#### [Quellenauszug]
┄┄┄┄┄┄

Manche Promoter hätten gern mehr Trash-Talk, aber das ist nicht mein Stil. Ich hab' nichts gegen Christian und fange nicht an, ihn sinnlos zu beleidigen. Wir hauen uns sowieso ins Gesicht – da muss man vorher nicht noch künstlich Feuer zünden. Und ganz ehrlich: Mich mit zwei Handschuhen töten? Das wird schwierig (lacht).
Heißt: Die Art der Inszenierung taugt dir eigentlich nicht?
Ich bin einer von der alten Schule: Lieber sechs Wochen die Klappe halten und den Gegner in der ersten Runde K.o. hauen – und erst danach erzählen, was passiert ist. Klar, ich verstehe den Business-Aspekt, MMA ist am Ende ein Produkt, das verkauft werden soll. Aber dieses ganze Gerede vor dem Kampf, das ist einfach nicht meins.
Andrew Tate, Donald Trump und Joe Rogan zählen zu den größten Fans der Sportart. Warum zieht MMA gerade solche Männer an?
MMA ist ein stark männlich geprägter Sport. Er steht für Härte und Intensität und zieht naturgemäß Menschen an, die sich mit diesen Eigenschaften identifizieren. Dazu gehören auch Typen wie Andrew Tate oder Donald Trump, die ein sehr traditionelles Männlichkeitsbild verkörpern. Menschen wie sie werden immer Teil der MMA-Welt sein. Daran kann man nichts ändern.
Weil man nicht ändern kann, wofür der Sport steht?
MMA ist kompromisslos. Der Sport lässt keine Schwäche zu. Das zeichnet ihn aus. Schon mit 15 geht es zur Sache – am Ende überleben nur die richtig harten Jungs. Und viele von ihnen kommen heute aus Dagestan, wo Härte Teil der Kultur ist. Kämpfer aus dem Ostblock prägen die MMA zunehmend, Deutsche dagegen werden seltener.
Warum gibt es hierzulande immer weniger Kämpfer auf Topniveau?
Deutsche Kämpfer sind weicher geworden. Ich merke das selbst im Kindertraining: Viele sagen zu mir, sie wollen Twitcher oder Youtuber werden. Die Kids haben heute ganz andere Vorbilder als wir früher.
Wie hat dein Werdegang dich zum Kampfsport geführt?
Eigentlich war ich nie der Typ, der fürs Kämpfen prädestiniert war. Ich war Leichtathlet und Fußballer. Aber mein Umfeld, der Ort, wo ich aufgewachsen bin, hat mich zum Kämpfer geformt. Schönebeck war keine Hochburg der Kriminalität, aber schon rau. Als junger Typ musstest du dich oft behaupten – da flogen auch mal die Fäuste.
Dann hast du MMA für dich entdeckt.
Durch MMA habe ich es geschafft, dem zu entkommen. Ich war plötzlich nicht mehr im Nachtleben unterwegs, sondern zweimal am Tag im Gym, habe gesund gegessen, am Wochenende geschlafen, um montags wieder trainieren zu können. Der Sport hat mich davon abgehalten, Blödsinn zu machen.

┄┄┄┄┄┄

#### [Aufgabenliste]
**A)** Beantworte kurz drei Fragen zum Interview über MMA:
(i) Welche Sportarten hat die befragte Person früher gemacht?
(ii) Aus welcher Gegend kommen laut Interview heute viele der harten Kämpfer?
(iii) Was wollen viele Kinder im Training werden?
**B)** Wiederhole aus dem Interview über MMA wörtlich alles von „Heißt: Die Art“ bis hinunter zu „einfach nicht meins.“.
Die Auflistung spielt hier keine Rolle.

┄┄┄┄┄┄

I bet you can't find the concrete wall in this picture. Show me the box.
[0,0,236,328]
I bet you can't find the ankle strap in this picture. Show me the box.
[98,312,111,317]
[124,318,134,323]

┄┄┄┄┄┄

#### [Antworten je Aufgabe]
**A)**
(i) Leichtathletik und Fußball
(ii) Aus Dagestan
(iii) Twitcher oder Youtuber

**B)**
Heißt: Die Art der Inszenierung taugt dir eigentlich nicht?
Ich bin einer von der alten Schule: Lieber sechs Wochen die Klappe halten und den Gegner in der ersten Runde K.o. hauen – und erst danach erzählen, was passiert ist. Klar, ich verstehe den Business-Aspekt, MMA ist am Ende ein Produkt, das verkauft werden soll. Aber dieses ganze Gerede vor dem Kampf, das ist einfach nicht meins.